What to do:
1) List every school or university that the biography of Ronald Roberts says he attended.
2) Write out the passage of the Ronald Roberts biography that runs from "- Born: 28 March" to "veterinary pathologist (1941–2024)", with no changes.

Reading passage:

- Born: 28 March 1941 Liverpool, England
- Died: 3 August 2024 (aged 83)
- Education: University of Glasgow

= Ronald Roberts (veterinary surgeon) =

Scottish veterinary pathologist (1941–2024)

Ronald John Roberts (28 March 1941 – 3 August 2024) was a Scottish veterinary pathologist who pioneered the study of fish diseases. He was Foundation President of the World Association for Aquatic Animal Medicine 2010/11.

== Biography ==
Roberts was born on 28 March 1941 in an air raid shelter at the height of the blitz, in Liverpool, where his father was stationed. He was the eldest son of Ronald George Roberts and his wife Marjorie Kneale. Shortly after the end of the war the family moved to Campbeltown on the west coast of Scotland where he was brought up in the Custom House residence.

He was educated at Dalintober Primary School and Campbeltown Grammar School and went on to the University of Glasgow where he graduated BVMS in 1964 and PhD in 1968.

In 1964 he married Helen, daughter of Gordon Gregor Macgregor, and they had two sons, Gavin and Calum Roberts.

Roberts died on 3 August 2024, at the age of 83.

Data under study:
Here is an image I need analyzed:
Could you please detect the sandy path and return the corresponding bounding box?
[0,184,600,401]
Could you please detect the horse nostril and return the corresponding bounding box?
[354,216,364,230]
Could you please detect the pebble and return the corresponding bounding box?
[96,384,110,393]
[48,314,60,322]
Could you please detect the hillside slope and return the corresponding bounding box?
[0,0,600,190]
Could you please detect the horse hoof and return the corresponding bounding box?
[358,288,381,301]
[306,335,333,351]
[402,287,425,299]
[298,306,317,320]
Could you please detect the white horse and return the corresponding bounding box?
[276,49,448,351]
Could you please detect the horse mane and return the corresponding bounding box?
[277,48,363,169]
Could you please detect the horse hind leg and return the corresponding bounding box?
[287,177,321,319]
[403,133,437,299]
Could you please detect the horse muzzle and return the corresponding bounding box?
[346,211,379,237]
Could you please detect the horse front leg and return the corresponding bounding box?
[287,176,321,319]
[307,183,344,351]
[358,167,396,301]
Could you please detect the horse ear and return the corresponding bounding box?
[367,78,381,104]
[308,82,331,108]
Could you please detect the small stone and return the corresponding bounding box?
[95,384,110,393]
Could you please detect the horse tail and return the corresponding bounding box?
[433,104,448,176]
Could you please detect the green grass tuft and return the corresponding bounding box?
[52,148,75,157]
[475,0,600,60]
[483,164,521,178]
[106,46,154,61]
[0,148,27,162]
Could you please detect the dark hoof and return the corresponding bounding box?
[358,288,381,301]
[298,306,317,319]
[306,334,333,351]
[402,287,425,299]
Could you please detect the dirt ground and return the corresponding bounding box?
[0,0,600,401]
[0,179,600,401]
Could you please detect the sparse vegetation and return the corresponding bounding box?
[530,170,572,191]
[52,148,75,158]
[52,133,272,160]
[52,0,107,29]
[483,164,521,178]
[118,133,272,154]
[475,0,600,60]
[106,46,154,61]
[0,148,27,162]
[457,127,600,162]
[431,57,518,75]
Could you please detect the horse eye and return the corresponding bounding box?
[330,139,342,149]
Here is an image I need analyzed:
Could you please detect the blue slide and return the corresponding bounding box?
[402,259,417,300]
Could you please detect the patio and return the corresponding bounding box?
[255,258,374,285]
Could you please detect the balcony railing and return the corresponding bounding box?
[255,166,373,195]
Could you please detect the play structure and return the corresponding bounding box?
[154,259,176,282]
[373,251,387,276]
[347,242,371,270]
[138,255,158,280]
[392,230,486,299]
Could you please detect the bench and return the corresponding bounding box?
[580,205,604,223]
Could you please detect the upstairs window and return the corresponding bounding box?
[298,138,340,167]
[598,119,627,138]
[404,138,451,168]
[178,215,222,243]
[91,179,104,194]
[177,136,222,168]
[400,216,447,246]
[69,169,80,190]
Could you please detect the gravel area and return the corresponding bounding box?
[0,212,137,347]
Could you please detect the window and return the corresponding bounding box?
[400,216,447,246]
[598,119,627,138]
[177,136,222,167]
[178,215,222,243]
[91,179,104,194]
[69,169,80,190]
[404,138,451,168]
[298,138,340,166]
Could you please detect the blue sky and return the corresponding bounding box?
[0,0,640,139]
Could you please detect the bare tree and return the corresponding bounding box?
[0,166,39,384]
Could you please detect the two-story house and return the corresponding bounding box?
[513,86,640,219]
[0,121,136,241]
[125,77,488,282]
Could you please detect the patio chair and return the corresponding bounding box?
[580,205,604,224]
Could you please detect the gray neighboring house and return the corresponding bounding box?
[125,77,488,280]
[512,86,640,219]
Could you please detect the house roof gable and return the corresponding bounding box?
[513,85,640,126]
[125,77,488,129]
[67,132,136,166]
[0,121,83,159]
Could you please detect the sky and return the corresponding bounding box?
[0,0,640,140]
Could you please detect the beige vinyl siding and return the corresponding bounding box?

Answers to this exercise:
1)
Dalintober Primary School
Campbeltown Grammar School
University of Glasgow

2)
- Born: 28 March 1941 Liverpool, England
- Died: 3 August 2024 (aged 83)
- Education: University of Glasgow

= Ronald Roberts (veterinary surgeon) =

Scottish veterinary pathologist (1941–2024)